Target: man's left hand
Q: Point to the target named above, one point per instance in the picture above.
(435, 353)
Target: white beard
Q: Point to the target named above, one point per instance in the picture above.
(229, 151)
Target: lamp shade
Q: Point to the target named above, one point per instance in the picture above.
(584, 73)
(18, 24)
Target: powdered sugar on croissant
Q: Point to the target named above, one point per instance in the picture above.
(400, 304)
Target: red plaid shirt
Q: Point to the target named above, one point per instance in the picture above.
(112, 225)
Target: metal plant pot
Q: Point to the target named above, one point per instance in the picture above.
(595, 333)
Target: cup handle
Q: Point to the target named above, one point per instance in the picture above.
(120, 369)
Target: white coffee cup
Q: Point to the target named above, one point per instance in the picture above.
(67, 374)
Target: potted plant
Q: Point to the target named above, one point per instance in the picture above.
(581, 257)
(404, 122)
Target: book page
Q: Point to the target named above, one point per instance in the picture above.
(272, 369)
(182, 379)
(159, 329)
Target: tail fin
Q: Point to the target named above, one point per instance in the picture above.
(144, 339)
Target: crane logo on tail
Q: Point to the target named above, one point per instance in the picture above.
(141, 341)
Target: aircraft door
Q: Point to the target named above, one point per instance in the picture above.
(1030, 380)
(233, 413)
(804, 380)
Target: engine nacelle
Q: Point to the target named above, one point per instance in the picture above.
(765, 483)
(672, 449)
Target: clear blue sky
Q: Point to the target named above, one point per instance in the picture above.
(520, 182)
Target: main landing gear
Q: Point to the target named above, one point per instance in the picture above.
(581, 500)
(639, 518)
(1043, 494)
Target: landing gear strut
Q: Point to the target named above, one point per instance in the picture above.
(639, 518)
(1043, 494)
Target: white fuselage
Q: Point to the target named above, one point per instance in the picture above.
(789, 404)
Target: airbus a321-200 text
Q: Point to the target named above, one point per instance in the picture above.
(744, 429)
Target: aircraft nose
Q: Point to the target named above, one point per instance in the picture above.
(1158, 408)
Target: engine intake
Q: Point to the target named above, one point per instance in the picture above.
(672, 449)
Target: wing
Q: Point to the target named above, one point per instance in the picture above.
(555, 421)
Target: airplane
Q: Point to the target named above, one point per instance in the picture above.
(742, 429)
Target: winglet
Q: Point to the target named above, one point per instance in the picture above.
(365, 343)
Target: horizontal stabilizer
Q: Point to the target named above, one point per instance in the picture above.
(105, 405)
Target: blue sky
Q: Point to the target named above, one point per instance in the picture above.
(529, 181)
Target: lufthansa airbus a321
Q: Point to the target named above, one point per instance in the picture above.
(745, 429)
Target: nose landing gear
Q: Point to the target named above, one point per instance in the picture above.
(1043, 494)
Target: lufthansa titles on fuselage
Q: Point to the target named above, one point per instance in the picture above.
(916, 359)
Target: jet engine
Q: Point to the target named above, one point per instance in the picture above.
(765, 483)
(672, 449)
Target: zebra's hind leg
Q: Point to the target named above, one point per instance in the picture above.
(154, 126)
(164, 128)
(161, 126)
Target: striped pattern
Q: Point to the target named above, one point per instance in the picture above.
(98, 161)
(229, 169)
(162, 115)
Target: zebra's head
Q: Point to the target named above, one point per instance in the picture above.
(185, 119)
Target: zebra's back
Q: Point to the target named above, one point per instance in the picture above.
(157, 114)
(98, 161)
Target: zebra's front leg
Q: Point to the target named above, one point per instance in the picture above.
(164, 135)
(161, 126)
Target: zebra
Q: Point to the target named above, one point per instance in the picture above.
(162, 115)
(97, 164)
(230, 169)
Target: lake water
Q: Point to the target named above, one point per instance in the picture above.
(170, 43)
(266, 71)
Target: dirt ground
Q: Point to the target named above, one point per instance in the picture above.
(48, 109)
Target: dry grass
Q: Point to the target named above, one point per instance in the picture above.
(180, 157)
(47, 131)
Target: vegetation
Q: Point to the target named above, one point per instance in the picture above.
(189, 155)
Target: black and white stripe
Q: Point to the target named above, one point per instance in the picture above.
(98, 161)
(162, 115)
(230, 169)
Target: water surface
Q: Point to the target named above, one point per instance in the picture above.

■ ■ ■

Given request: Write out every entry word for word.

Output for this exercise:
Target: man's left hand
Q: Point to the target named above, one point per instance in the picture above.
(435, 353)
Target: white beard
Q: Point to the target named above, one point per instance in the picture above.
(229, 151)
Target: lamp shade
Q: Point to the target named above, one point per instance in the picture above.
(584, 73)
(18, 24)
Target: powdered sugar on croissant
Q: Point to the target named above, one point per instance in the picture above.
(400, 304)
Target: red plaid shirt
Q: Point to the target named above, one point per instance in the picture above.
(112, 225)
Target: metal plant pot
Q: Point to the target named above, one point per instance in the picture above.
(595, 333)
Target: cup handle
Q: Point to the target named above, one point per instance in the picture above.
(120, 369)
Target: white coffee cup
Q: Point to the target named above, one point per instance in the picture above.
(67, 374)
Target: potted plant
Q: Point to the target named above, one point per instance in the picture above.
(581, 257)
(404, 122)
Target: book page
Q: Point to the target named above, one point per instance in the picture above.
(272, 369)
(182, 379)
(159, 329)
Target: tail fin
Q: Point to the target named above, one point per instance in the picture above.
(144, 339)
Target: crane logo on tail
Q: Point to the target named above, one point per instance in the picture above.
(141, 341)
Target: aircraft door
Q: Point to the target named above, one point per instance in the picture above.
(1030, 380)
(233, 413)
(804, 380)
Target: engine nacelle
Q: Point to the target named above, one point per instance in the picture above.
(765, 483)
(672, 449)
Target: clear blue sky
Q: Point to the target named above, one point per instance in the picture above.
(520, 182)
Target: main landing gear
Q: Point to the target named above, one point per instance in the picture above.
(581, 500)
(639, 518)
(1043, 494)
Target: landing gear strut
Q: Point to the target named above, one point per instance in the picture above.
(639, 518)
(1043, 494)
Target: white fuselage
Q: Point to the target named above, one point per instance in the picture above.
(789, 404)
Target: airbus a321-200 text
Q: Point to the target named above, one point per instance in the picture above.
(744, 429)
Target: aircraft nose
Q: Point to the target named above, one point per instance in the picture above.
(1158, 408)
Target: engine intake
Q: Point to the target named above, one point per instance in the picture above.
(672, 449)
Target: wing
Q: Point to the target named above, one point per instance in the picture above.
(555, 421)
Target: airplane
Q: Point to the target named above, one point per instance in the picture above.
(742, 429)
Target: winglet
Q: Point to the target named above, one point per instance in the picture above.
(365, 343)
Target: horizontal stabilizer
Q: Point to the target named above, one point per instance in the picture above.
(105, 405)
Target: blue sky
Q: Point to the target named above, one point per instance in the picture above.
(529, 181)
Target: lufthansa airbus a321
Q: Point to the target named above, one point per instance in the picture above.
(745, 429)
Target: nose landing gear
Q: Point to the target named above, one point per instance in the picture above.
(1043, 494)
Target: lufthansa titles on fuselage
Q: Point to the target named above, one point per instance in the picture above.
(916, 359)
Target: jet engine
Q: Point to the target named above, one point per instance in the picture above.
(765, 483)
(672, 449)
Target: zebra's hind leg
Q: Point to the target named above, one point per instance in the picture above.
(154, 126)
(164, 128)
(161, 126)
Target: striped pattern
Q: Point to the target named above, one point per instance in the picture above.
(98, 161)
(229, 169)
(162, 115)
Target: zebra's head
Q: Point to the target named above, one point per instance in the picture above.
(185, 119)
Target: zebra's back
Q: Point to the target named above, one point per instance in the picture above.
(157, 114)
(98, 161)
Target: zebra's front leg
Q: Point to the target named above, one point per instance in the picture above.
(164, 135)
(161, 126)
Target: zebra
Q: Point to the target named above, one point per instance in the picture above.
(162, 115)
(97, 164)
(230, 169)
Target: lake water
Q: Point to the target named above, one point per instance in the picture above.
(170, 43)
(266, 71)
Target: dirt ground
Q: Point to the target named above, one point per instance in the picture above.
(48, 109)
Target: dry grass
Q: Point to the target named above, one point per instance in the picture above.
(180, 157)
(47, 131)
Target: vegetation
Q: Point to the target named above, one point per instance in the picture above.
(189, 155)
Target: black and white stripe
Q: Point to the target named above, one point per instance in the picture above.
(98, 161)
(162, 115)
(230, 169)
Target: water surface
Q: Point to the target named above, one point per instance in the picture above.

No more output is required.